WHAT IS REQUIRED: Render the data from its start through the line containing "196 425 L 249" as a numbered list, leaving out blank lines.

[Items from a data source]

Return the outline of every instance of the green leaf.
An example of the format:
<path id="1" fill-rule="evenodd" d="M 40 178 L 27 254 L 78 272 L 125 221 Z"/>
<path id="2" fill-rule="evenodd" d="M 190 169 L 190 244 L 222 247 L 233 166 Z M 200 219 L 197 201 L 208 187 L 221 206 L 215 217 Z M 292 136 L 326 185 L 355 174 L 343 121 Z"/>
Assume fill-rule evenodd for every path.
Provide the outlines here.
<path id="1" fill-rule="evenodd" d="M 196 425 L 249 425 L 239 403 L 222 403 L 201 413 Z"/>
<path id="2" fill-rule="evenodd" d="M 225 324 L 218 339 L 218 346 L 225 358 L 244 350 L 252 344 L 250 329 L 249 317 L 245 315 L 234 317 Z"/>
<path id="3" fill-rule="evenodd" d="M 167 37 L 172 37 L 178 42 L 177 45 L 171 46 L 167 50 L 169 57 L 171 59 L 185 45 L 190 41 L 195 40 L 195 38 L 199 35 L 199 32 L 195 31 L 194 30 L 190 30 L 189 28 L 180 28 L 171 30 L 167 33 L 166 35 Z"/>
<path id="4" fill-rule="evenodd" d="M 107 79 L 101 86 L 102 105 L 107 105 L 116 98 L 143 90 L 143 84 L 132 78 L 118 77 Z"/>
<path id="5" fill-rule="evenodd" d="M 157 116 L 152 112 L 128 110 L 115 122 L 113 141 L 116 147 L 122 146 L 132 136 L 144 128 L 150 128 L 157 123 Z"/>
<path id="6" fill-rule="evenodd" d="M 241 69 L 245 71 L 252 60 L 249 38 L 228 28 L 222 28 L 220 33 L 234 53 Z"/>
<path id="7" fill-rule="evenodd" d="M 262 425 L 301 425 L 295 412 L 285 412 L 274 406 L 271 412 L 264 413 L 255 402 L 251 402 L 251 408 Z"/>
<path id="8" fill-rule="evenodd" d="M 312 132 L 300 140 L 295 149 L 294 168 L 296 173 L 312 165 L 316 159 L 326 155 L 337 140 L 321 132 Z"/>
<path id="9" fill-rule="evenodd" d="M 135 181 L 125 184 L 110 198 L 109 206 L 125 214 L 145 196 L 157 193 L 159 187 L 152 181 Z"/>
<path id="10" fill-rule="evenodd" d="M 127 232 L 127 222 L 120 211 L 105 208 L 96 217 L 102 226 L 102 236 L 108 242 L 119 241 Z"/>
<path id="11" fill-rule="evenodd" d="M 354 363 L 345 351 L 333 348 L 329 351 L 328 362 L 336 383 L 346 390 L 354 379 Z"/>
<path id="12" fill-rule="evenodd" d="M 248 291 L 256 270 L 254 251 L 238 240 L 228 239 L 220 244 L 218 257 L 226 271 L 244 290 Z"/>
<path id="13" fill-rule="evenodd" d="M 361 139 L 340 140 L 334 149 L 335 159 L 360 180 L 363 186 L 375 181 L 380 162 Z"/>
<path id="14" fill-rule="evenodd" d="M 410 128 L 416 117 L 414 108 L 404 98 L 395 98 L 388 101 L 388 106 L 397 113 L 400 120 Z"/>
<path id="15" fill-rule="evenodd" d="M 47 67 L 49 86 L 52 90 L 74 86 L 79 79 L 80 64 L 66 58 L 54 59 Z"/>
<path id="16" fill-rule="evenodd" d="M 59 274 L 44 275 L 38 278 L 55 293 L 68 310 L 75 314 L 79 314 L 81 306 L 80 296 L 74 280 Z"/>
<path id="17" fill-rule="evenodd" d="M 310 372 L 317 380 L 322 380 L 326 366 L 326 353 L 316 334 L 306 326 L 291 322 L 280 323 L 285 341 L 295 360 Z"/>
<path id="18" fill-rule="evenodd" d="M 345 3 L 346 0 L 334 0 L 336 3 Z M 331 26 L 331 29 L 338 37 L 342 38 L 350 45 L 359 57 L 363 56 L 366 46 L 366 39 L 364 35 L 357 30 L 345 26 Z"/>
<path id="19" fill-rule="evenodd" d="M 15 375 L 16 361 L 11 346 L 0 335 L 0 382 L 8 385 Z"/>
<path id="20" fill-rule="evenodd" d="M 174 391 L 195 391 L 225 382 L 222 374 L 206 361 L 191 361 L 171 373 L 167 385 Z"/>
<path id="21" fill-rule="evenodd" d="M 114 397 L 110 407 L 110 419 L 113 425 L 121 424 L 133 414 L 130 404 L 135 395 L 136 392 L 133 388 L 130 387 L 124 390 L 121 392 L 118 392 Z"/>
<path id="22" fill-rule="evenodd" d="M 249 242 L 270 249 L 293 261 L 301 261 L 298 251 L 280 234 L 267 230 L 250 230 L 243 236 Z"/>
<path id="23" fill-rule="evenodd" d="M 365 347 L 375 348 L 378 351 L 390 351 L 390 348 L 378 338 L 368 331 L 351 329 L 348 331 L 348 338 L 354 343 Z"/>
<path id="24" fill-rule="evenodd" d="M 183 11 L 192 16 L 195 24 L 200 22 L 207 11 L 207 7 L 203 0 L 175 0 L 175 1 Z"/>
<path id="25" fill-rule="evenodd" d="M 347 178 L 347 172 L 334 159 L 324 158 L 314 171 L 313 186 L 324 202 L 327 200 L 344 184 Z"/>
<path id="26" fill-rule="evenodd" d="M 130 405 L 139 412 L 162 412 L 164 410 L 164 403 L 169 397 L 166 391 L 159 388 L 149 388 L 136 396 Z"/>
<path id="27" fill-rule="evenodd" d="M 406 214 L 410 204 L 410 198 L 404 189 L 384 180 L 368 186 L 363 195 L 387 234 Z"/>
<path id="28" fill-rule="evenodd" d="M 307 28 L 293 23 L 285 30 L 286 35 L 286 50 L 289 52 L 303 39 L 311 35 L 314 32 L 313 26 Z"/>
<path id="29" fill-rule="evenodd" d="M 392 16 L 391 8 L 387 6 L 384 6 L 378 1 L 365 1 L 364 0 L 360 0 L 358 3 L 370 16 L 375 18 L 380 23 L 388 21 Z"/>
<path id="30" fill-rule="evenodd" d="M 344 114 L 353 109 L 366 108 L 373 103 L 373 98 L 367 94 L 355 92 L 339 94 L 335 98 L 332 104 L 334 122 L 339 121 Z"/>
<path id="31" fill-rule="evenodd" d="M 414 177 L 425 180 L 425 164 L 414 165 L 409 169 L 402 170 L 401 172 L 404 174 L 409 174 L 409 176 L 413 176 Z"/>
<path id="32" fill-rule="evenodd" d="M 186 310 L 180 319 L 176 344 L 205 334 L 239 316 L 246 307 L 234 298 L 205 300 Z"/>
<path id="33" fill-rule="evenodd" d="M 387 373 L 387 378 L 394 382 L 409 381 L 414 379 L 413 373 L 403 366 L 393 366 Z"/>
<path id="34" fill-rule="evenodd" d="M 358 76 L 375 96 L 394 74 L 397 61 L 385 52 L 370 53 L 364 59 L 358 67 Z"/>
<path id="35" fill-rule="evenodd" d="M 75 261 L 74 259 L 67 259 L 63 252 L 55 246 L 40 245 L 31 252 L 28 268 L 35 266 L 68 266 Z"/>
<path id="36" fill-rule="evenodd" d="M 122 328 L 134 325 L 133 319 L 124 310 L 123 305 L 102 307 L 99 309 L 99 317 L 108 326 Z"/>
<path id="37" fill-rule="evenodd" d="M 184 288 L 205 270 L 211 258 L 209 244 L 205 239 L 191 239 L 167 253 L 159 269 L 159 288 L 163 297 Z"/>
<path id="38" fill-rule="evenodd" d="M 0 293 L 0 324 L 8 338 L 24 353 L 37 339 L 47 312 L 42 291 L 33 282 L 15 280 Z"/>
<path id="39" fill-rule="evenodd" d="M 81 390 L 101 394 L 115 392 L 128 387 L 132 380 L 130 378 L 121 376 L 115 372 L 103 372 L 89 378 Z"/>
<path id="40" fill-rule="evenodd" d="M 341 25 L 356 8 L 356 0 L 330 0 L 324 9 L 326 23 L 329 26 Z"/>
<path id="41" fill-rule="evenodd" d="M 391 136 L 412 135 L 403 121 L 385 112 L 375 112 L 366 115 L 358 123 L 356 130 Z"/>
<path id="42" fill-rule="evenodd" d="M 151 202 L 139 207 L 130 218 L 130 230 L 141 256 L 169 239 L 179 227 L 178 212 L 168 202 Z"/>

THE SOLUTION:
1. Return the outline of every instance of the green leaf.
2. An example of the format:
3. <path id="1" fill-rule="evenodd" d="M 40 178 L 27 254 L 78 272 L 125 221 Z"/>
4. <path id="2" fill-rule="evenodd" d="M 190 169 L 190 244 L 222 247 L 233 166 Z M 200 219 L 197 201 L 208 187 L 221 206 L 215 217 Z M 292 136 L 326 185 L 355 174 L 343 121 Z"/>
5. Assume fill-rule evenodd for every path.
6. Provide the outlines here.
7. <path id="1" fill-rule="evenodd" d="M 196 425 L 249 425 L 239 403 L 222 403 L 201 413 Z"/>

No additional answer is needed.